* Exercise brief
Among the records below, the line containing "Target: sign post" marks the start. Output it and all lines after it exactly.

[Collected data entries]
===============
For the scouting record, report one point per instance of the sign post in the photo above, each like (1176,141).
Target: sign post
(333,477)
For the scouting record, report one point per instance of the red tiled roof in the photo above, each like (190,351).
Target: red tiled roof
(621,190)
===============
* Finished exercise
Target: sign post
(333,477)
For the scouting record, report one point per instance of the red tiled roof in the photo above, each like (190,351).
Target: red tiled roof
(621,190)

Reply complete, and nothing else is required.